** Task instructions **
1. Reproduce word for word the passage of the ZINC compiler overview from "A compiler for" up to and including "high-performance Rust runtime.".
2. Answer these questions from the ZINC compiler overview:
(a) In which language is the high-performance runtime written?
(b) Whose paper describes the ZINC Abstract Machine?
(c) What does the vintage Caml Light 0.75 runtime occasionally do with recursive functions?
***** Extract *****
A compiler for a subset of ML (Caml Light) targeting the ZINC Abstract Machine, with three runtime implementations: the original Caml Light runtime (C), a verified Haskell reference model, and a high-performance Rust runtime.
This project implements:
- Compiler (
zam-compiler): Translates ML source code into Caml Light-compatible bytecode (Haskell) - Haskell Runtime Model (
zam-runtime-model): Clean-room ZAM interpreter for verification and differential testing - Rust Runtime (
zam-runtime-rust): High-performance, memory-safe ZAM interpreter - C Runtime (
zam-runtime-c): Original Caml Light 0.75 bytecode interpreter (reference)
Features:
- Code Generation: Emits Caml Light-compatible bytecode
- Verification: Differential testing across all three runtimes
This project is built on the foundation of the ZINC Abstract Machine (ZINC Is Not Caml), described in Xavier Leroy's seminal paper. For a comprehensive introduction to the ZINC ideology, design principles, and execution model, see:
📄 docs/zinc.md - The ZINC Abstract Machine: A Portable Runtime System for ML
This project connects a modern Haskell bytecode compiler to the original Caml Light 0.75 (CL75) runtime, breathing new life into this historically significant piece of functional programming heritage.
Why This Matters:
- Educational Platform: Provides a complete, working implementation of the ZINC abstract machine for students and researchers
- Research Vehicle: Creates a new platform for experiments on the classic ZAM architecture
- Historical Preservation: Keeps the CL75 runtime accessible and usable with modern tooling
What We Built:
- A complete ML-to-bytecode compiler in Haskell targeting the original CL75 runtime
- Full compatibility with the vintage Caml Light 0.75 bytecode format
- Support for arithmetic, conditionals, let-bindings, recursive functions, and C primitive calls
To ensure our compiler generates correct bytecode, we built a complete Haskell implementation of the ZAM bytecode interpreter and verified it through differential testing against the original C runtime.
The Challenge: The vintage Caml Light 0.75 runtime occasionally crashes with recursive functions (segfaults), making it hard to determine if crashes are due to our compiler generating wrong bytecode or the runtime's memory issues.
***** Extracted entries *****
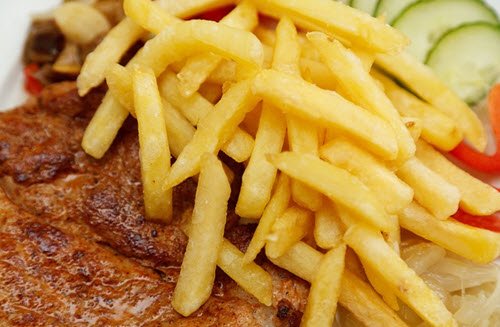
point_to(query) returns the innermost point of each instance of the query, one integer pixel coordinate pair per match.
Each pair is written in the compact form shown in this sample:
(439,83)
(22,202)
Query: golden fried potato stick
(476,244)
(386,186)
(355,83)
(431,190)
(154,151)
(326,108)
(103,127)
(370,246)
(198,68)
(213,131)
(325,290)
(177,42)
(477,197)
(206,235)
(288,228)
(328,229)
(258,178)
(422,80)
(125,34)
(437,128)
(356,295)
(196,107)
(338,19)
(335,183)
(275,208)
(302,135)
(248,275)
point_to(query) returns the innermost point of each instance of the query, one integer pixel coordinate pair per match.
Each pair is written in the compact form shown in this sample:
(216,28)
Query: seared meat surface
(74,245)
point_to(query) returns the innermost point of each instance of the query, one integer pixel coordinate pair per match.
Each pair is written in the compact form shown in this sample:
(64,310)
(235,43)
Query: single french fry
(328,229)
(477,197)
(356,84)
(258,178)
(302,135)
(179,130)
(196,107)
(437,128)
(421,80)
(80,22)
(288,228)
(249,276)
(326,108)
(386,186)
(198,68)
(369,244)
(333,17)
(121,37)
(431,190)
(356,295)
(211,91)
(335,183)
(154,149)
(325,289)
(476,244)
(206,235)
(275,208)
(382,288)
(103,127)
(213,131)
(319,74)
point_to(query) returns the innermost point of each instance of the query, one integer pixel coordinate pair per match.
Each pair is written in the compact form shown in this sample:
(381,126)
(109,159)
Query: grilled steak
(74,245)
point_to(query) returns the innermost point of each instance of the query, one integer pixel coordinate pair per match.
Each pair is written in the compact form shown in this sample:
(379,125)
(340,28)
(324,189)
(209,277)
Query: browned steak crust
(74,245)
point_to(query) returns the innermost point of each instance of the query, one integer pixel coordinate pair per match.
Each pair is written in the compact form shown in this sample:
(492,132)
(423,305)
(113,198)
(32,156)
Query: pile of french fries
(337,153)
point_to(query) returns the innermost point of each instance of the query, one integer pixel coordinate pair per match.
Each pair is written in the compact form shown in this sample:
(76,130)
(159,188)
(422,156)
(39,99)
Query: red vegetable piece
(31,84)
(477,160)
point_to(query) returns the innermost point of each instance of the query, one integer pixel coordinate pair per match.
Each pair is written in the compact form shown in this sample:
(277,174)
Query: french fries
(101,131)
(154,149)
(356,84)
(431,190)
(302,135)
(386,186)
(289,228)
(335,18)
(476,197)
(198,68)
(404,282)
(213,131)
(303,261)
(328,229)
(327,109)
(275,208)
(437,128)
(325,289)
(421,80)
(335,183)
(249,276)
(475,244)
(258,178)
(206,235)
(80,22)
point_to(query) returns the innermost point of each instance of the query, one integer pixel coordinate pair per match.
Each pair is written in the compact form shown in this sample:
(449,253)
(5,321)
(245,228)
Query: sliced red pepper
(477,160)
(217,14)
(31,83)
(487,222)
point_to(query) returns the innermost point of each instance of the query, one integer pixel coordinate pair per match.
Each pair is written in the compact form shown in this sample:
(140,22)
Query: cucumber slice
*****
** Outputs in order **
1.
A compiler for a subset of ML (Caml Light) targeting the ZINC Abstract Machine, with three runtime implementations: the original Caml Light runtime (C), a verified Haskell reference model, and a high-performance Rust runtime.

2.
(a) Rust
(b) Xavier Leroy's
(c) It crashes (segfaults).